* **What this task involves**
Nothing but an exact repeat of the data, with pictures removed, belongs in the answer.

* **Dataset records**
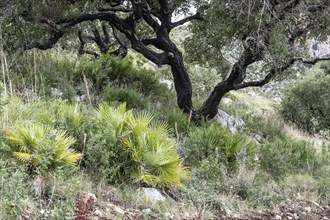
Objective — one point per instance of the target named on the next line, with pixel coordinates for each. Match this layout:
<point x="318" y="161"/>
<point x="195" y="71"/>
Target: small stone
<point x="153" y="195"/>
<point x="308" y="209"/>
<point x="228" y="211"/>
<point x="278" y="217"/>
<point x="98" y="212"/>
<point x="226" y="101"/>
<point x="295" y="216"/>
<point x="147" y="211"/>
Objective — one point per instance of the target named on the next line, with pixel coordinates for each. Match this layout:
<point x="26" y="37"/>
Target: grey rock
<point x="152" y="194"/>
<point x="229" y="121"/>
<point x="226" y="101"/>
<point x="147" y="211"/>
<point x="278" y="217"/>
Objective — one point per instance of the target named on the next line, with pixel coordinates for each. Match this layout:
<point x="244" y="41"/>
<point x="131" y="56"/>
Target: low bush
<point x="41" y="149"/>
<point x="213" y="141"/>
<point x="132" y="97"/>
<point x="306" y="103"/>
<point x="282" y="157"/>
<point x="132" y="146"/>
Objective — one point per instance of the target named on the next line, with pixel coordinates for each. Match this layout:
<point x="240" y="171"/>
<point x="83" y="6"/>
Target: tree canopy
<point x="269" y="31"/>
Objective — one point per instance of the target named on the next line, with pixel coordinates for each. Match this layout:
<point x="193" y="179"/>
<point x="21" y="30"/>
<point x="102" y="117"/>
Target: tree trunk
<point x="182" y="82"/>
<point x="209" y="108"/>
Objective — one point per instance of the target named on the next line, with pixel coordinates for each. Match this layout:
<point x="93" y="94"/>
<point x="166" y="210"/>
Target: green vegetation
<point x="41" y="149"/>
<point x="56" y="150"/>
<point x="306" y="104"/>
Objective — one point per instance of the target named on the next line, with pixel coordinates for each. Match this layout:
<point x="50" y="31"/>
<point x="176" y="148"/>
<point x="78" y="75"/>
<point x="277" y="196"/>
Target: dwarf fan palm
<point x="41" y="148"/>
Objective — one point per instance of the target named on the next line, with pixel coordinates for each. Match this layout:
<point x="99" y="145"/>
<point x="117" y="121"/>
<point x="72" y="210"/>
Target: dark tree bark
<point x="159" y="20"/>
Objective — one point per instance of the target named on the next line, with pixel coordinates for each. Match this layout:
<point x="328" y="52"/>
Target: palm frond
<point x="22" y="157"/>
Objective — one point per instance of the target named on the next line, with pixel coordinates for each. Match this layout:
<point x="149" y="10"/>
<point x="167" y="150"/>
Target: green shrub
<point x="307" y="104"/>
<point x="15" y="192"/>
<point x="212" y="141"/>
<point x="177" y="120"/>
<point x="132" y="146"/>
<point x="41" y="149"/>
<point x="282" y="157"/>
<point x="133" y="98"/>
<point x="120" y="72"/>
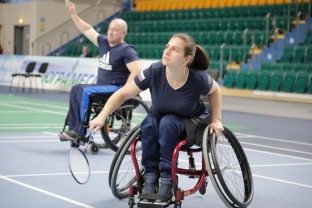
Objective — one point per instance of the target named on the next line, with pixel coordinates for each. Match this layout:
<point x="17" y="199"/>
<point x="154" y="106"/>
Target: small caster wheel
<point x="131" y="202"/>
<point x="93" y="148"/>
<point x="177" y="204"/>
<point x="202" y="189"/>
<point x="72" y="144"/>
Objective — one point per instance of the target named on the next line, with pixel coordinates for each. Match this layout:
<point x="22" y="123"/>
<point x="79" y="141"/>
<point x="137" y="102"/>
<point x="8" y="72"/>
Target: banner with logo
<point x="62" y="72"/>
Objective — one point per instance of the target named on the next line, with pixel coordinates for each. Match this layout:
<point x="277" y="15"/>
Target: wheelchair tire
<point x="228" y="168"/>
<point x="118" y="124"/>
<point x="122" y="172"/>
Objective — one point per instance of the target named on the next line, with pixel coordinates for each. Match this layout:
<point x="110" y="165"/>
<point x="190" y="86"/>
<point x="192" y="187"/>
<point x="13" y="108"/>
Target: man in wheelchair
<point x="118" y="63"/>
<point x="176" y="84"/>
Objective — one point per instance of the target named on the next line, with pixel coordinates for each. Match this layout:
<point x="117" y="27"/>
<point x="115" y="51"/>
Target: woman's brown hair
<point x="200" y="59"/>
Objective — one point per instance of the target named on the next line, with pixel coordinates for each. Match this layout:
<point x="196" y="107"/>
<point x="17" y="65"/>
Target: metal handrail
<point x="267" y="27"/>
<point x="221" y="60"/>
<point x="48" y="44"/>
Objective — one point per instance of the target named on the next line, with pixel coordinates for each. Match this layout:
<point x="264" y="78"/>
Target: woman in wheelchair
<point x="176" y="84"/>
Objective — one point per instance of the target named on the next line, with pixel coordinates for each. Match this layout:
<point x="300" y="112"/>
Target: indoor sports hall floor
<point x="276" y="137"/>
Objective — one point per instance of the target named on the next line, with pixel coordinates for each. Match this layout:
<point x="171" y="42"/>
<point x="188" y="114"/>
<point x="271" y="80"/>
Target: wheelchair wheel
<point x="122" y="173"/>
<point x="228" y="168"/>
<point x="119" y="123"/>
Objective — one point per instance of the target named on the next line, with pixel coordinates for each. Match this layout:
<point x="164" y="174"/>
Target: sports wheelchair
<point x="116" y="126"/>
<point x="222" y="159"/>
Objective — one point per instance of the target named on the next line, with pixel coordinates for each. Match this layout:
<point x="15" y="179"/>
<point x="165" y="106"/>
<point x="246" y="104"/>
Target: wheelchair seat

* **Answer**
Objective — one point per instance of the target named on the next line, with pixel coordinates for each. Match this layout:
<point x="318" y="161"/>
<point x="195" y="71"/>
Target: small stone
<point x="153" y="195"/>
<point x="308" y="209"/>
<point x="228" y="211"/>
<point x="278" y="217"/>
<point x="98" y="212"/>
<point x="226" y="101"/>
<point x="295" y="216"/>
<point x="147" y="211"/>
Objective — one point per instance of the target named on the next line, with pixel coordinates for each. Match this layout:
<point x="26" y="37"/>
Target: grey rock
<point x="152" y="194"/>
<point x="229" y="121"/>
<point x="226" y="101"/>
<point x="147" y="211"/>
<point x="278" y="217"/>
Objective — one point per instance of the target named on the next line, with pixel coordinates for each. Match this layout:
<point x="244" y="41"/>
<point x="131" y="56"/>
Target: low bush
<point x="41" y="149"/>
<point x="213" y="141"/>
<point x="132" y="97"/>
<point x="306" y="103"/>
<point x="282" y="157"/>
<point x="132" y="146"/>
Objective — one point per instance of the target named on the next line, with pixel coordinates for each. Match this layout:
<point x="240" y="171"/>
<point x="83" y="6"/>
Target: tree canopy
<point x="269" y="31"/>
Objective — one point per instance of the target named on the next line, with pixel coordinates for each. Match this layout:
<point x="193" y="179"/>
<point x="21" y="30"/>
<point x="102" y="117"/>
Target: tree trunk
<point x="182" y="82"/>
<point x="209" y="108"/>
Objective — one point per instance of the target named on the next line, with pixel coordinates for each. Match this layout:
<point x="93" y="94"/>
<point x="166" y="210"/>
Target: green vegetation
<point x="41" y="149"/>
<point x="56" y="150"/>
<point x="306" y="104"/>
Objective — one point per instance of the target named on the next line, with pixel coordinates for each. Match this layout:
<point x="50" y="31"/>
<point x="176" y="148"/>
<point x="78" y="75"/>
<point x="277" y="196"/>
Target: dwarf fan palm
<point x="41" y="148"/>
Objective — one point per instance of the target named on the next line, with pixel coordinates for each. Match this layout:
<point x="99" y="145"/>
<point x="117" y="121"/>
<point x="72" y="210"/>
Target: dark tree bark
<point x="159" y="20"/>
Objective — one point per instance of the target named on the next line, with pixel coordinates for each. Match this layout:
<point x="328" y="52"/>
Target: palm frond
<point x="22" y="157"/>
Objective — one point per instance of the target named on the next line, with pixel coordinates for each. Match this layout:
<point x="149" y="10"/>
<point x="167" y="150"/>
Target: green shrub
<point x="307" y="104"/>
<point x="15" y="192"/>
<point x="212" y="141"/>
<point x="177" y="120"/>
<point x="132" y="146"/>
<point x="41" y="149"/>
<point x="282" y="157"/>
<point x="133" y="98"/>
<point x="120" y="72"/>
Objective — one point per instance of the target named on the next line, with pixel coordinates for each. Match this layout:
<point x="17" y="199"/>
<point x="154" y="106"/>
Target: small caster wheel
<point x="131" y="202"/>
<point x="93" y="148"/>
<point x="177" y="204"/>
<point x="202" y="189"/>
<point x="72" y="144"/>
Objective — one point per instance of the target named on the next line, with pixel coordinates for each. Match this layout:
<point x="22" y="123"/>
<point x="79" y="141"/>
<point x="137" y="102"/>
<point x="8" y="72"/>
Target: banner with logo
<point x="62" y="72"/>
Objective — one point per instance of the target named on the next line, with pixel coordinates for each. Match this layout:
<point x="277" y="15"/>
Target: wheelchair tire
<point x="228" y="168"/>
<point x="118" y="124"/>
<point x="122" y="172"/>
Objective — one point per instance of the target named on the next line, with pixel coordinates for each. Match this layout:
<point x="110" y="165"/>
<point x="190" y="86"/>
<point x="192" y="187"/>
<point x="13" y="108"/>
Target: man in wheelchair
<point x="118" y="63"/>
<point x="176" y="84"/>
Objective — one point per instance of the target named on the next line, with pixel coordinates for each. Match this layout:
<point x="117" y="27"/>
<point x="115" y="51"/>
Target: woman's brown hair
<point x="200" y="59"/>
Objective — one point per instance of the target named on the next line, with pixel coordinates for each. Match this layout:
<point x="196" y="107"/>
<point x="17" y="65"/>
Target: metal handrail
<point x="267" y="27"/>
<point x="221" y="60"/>
<point x="48" y="44"/>
Objective — one point per instance of the target named on the next line, with pixel coordinates for each. Match this layout:
<point x="264" y="78"/>
Target: woman in wheelchair
<point x="176" y="84"/>
Objective — one point per instance of the target named on the next line, with pixel coordinates for each. Match this layout:
<point x="300" y="112"/>
Target: indoor sports hall floor
<point x="276" y="137"/>
Objective — one point per instance of the target named on the next line, with pixel coordinates for each. Match this layout:
<point x="171" y="42"/>
<point x="188" y="114"/>
<point x="271" y="80"/>
Target: wheelchair wheel
<point x="122" y="173"/>
<point x="228" y="168"/>
<point x="119" y="123"/>
Objective — one point per instance of the target named on the next line, with pixel coordinates for each. Match this layout:
<point x="164" y="174"/>
Target: sports wheelchair
<point x="116" y="126"/>
<point x="222" y="159"/>
Objective — one point per instance of the target named on the next line, with pixel coordinates for each. Match this layout:
<point x="15" y="179"/>
<point x="165" y="106"/>
<point x="246" y="104"/>
Target: wheelchair seat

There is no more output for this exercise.